READING PASSAGE

▼

# Mapmaking Discussion & Philosophy (WIP/Critique) > Regional/World Mapping >  WIP - Eredane. Home made version of Midnight RPG's world

## Dain

Hi everybody,
After a while sneaking around, asking tons of questions about how to do this and that, I found the courage to openly post a WIP.
I first want to thank all the guys I've annoyed with my questions and hope I'm a good listener and that the maps I'm going to show will give them credit.

Fantasy Flight Games made a map for their game, Midnight, which is really nice, obviously. (http://wiki.rpg.net/images/1/14/Eredane-Map-2E.gif). But I just wanted to make one more traditional, which could be the start of a global map about the world of Midnight, which has other continents not developped by FFG. Since I'm not quite sure about what style to use for such a big project, I just picked one of the 3 styles I'd like to master and give it a try. 
Enough talk, here is the "first"  step. Not quite the very 1st, but I'm sure I'll get plenty of comments since the style is very commun in here  :Smile: 

Just for infos:
The original map is 4700X3700 and weights 350Mo, 15 layers, so far...


Any comments are welcome

----------


## GygaxLives

Looks great so far!

▲

PROVIDED INFORMATION
▼

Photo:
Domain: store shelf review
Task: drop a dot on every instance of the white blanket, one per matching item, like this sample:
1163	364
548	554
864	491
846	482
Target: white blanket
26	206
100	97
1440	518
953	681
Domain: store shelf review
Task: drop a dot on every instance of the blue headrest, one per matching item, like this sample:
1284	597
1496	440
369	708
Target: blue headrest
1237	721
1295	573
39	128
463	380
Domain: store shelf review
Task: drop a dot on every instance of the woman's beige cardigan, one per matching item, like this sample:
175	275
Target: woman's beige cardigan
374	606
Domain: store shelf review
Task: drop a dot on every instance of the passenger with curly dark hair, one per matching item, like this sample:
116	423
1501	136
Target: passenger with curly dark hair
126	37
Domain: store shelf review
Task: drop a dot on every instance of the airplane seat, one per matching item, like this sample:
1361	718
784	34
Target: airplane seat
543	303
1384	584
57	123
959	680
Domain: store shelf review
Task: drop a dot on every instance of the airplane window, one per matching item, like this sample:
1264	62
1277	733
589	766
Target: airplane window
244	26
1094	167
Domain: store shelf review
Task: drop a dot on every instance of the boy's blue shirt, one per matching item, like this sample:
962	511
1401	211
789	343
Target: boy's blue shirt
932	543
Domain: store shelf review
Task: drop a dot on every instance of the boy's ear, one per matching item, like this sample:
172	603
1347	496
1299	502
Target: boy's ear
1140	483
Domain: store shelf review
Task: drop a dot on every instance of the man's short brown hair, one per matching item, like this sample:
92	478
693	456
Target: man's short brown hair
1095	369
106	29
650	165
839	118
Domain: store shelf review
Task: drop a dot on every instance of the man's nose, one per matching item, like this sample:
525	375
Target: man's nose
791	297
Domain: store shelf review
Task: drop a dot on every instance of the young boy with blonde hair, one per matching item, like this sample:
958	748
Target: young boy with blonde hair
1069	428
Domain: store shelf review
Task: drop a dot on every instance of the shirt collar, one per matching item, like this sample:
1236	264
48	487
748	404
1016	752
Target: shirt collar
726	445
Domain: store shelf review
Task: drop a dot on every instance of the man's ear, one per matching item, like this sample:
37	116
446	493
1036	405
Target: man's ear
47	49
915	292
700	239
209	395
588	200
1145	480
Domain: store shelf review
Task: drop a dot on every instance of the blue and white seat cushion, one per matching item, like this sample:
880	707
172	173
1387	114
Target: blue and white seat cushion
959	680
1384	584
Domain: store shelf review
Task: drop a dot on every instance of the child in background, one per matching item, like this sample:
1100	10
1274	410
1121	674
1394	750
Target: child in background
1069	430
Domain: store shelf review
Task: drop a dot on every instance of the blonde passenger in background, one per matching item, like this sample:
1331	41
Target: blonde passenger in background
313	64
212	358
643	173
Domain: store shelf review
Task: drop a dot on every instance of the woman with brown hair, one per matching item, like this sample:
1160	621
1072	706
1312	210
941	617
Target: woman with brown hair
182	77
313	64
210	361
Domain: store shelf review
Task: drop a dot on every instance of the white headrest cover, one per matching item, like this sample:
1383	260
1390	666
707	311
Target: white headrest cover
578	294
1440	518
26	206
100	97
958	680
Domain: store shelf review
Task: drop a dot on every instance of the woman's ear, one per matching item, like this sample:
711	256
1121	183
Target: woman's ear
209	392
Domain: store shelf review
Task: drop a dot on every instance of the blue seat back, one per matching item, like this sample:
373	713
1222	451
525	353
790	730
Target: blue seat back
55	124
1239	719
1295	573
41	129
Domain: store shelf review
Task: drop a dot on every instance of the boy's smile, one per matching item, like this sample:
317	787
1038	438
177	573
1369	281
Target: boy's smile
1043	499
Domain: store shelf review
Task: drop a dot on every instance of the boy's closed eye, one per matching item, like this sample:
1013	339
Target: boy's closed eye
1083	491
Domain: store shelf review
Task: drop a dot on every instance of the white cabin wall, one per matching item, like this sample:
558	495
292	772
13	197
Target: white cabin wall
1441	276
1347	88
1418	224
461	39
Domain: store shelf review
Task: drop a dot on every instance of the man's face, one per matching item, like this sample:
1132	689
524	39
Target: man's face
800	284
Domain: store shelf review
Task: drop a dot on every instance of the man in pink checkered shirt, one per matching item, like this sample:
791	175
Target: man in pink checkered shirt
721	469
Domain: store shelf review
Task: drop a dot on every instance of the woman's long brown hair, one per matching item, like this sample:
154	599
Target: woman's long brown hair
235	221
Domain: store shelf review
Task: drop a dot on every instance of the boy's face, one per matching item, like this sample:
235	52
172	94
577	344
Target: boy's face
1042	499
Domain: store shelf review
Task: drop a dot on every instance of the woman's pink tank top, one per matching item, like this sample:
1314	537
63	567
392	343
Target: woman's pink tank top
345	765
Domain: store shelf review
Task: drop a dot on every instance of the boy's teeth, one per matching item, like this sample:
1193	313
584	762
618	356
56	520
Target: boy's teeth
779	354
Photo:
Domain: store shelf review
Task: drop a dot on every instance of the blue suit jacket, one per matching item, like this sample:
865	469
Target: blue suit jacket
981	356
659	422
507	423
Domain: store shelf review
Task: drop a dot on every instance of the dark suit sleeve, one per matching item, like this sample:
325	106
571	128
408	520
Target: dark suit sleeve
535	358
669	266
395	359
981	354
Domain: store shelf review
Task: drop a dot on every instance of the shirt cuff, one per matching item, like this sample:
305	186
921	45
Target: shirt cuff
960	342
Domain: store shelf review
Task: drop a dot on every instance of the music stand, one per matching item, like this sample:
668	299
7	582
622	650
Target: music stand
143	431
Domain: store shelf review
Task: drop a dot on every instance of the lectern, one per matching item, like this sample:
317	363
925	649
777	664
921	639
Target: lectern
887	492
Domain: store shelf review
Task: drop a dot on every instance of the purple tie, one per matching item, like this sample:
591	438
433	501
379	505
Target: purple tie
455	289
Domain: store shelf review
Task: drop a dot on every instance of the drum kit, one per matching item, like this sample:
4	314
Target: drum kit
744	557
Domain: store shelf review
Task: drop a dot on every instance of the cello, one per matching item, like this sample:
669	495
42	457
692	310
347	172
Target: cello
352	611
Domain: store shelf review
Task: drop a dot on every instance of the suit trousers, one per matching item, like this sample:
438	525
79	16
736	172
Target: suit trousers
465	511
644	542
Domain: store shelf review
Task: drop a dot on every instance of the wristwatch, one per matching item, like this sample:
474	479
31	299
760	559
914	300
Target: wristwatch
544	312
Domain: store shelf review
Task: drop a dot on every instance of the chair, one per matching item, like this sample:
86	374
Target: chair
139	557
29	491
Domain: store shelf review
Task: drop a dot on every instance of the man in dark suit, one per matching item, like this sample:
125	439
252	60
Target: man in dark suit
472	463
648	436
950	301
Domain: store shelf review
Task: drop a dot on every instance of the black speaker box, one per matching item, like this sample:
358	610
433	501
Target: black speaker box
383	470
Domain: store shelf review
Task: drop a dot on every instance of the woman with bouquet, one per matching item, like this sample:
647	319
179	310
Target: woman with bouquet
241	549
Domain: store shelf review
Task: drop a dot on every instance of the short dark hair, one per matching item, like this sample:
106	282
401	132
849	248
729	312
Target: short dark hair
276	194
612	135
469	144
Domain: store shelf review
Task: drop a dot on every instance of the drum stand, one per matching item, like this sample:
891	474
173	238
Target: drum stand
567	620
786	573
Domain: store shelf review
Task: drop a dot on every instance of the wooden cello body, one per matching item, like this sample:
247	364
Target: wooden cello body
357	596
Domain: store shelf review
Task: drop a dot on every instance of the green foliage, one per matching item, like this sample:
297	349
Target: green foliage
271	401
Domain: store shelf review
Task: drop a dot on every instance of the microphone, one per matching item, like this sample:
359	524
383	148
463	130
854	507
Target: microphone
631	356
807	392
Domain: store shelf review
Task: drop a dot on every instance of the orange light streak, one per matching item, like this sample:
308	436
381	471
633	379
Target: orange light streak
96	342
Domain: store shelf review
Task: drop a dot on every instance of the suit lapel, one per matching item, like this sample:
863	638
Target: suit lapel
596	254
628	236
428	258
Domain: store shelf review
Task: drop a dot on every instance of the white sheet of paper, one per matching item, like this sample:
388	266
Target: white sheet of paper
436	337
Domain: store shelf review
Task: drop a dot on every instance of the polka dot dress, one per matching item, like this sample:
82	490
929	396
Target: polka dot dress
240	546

▲

PROMPT A
According to the Eredane mapping thread, how many layers does the original map have so far?
PROMPT B
Extend the Eredane mapping thread beyond its final reply.
The listing above is drawn from a source unrelated to the Eredane mapping thread.

EXERCISE OUTPUT A
It has 15 layers.

EXERCISE OUTPUT B
----------


## arsheesh

Overall I like it so far.  One thing I would suggest however is to break up the forests/trees a bit.  It is difficult to make out the individual trees within this dense mass.  Also, your map seems to be dominated by the dark green mass.  Breaking up the trees a bit would, I think, help to make for a more balanced looking map.

Cheers,
-Arsheesh

----------


## Natai

Very nice style. I love the parchment look you've put together here; what sort of texture did you use? My only suggestions, really more of a curiousity, might be to lighten up the lines around the coast. Making them more subtle and allowing the color difference between the land and sea to be more apparent along the coast might produce a nice result.

----------


## Diamond

Arsheesh and Natai hit on what I was going to say: forests and coastal rings.  For the forests, well since this is a compressed image, the full-scale one might show more detail.  Maybe try lightening the color a bit?

And I fully agree with Natai about the rings.

And repped for posting your first WIP!

----------


## tilt

Really nice map - I do think that it looks like the forest is as it should be but only "clashes" since the map is reduced in size, I can see the tiny holes in there  :Smile:  Love the colors, or lack there of, it has a nice used look. I hit thee with my sword +2 of cool repping for your first map  :Smile:

----------


## Dain

> Overall I like it so far.  One thing I would suggest however is to break up the forests/trees a bit.  It is difficult to make out the individual trees within this dense mass.  Also, your map seems to be dominated by the dark green mass.  Breaking up the trees a bit would, I think, help to make for a more balanced looking map.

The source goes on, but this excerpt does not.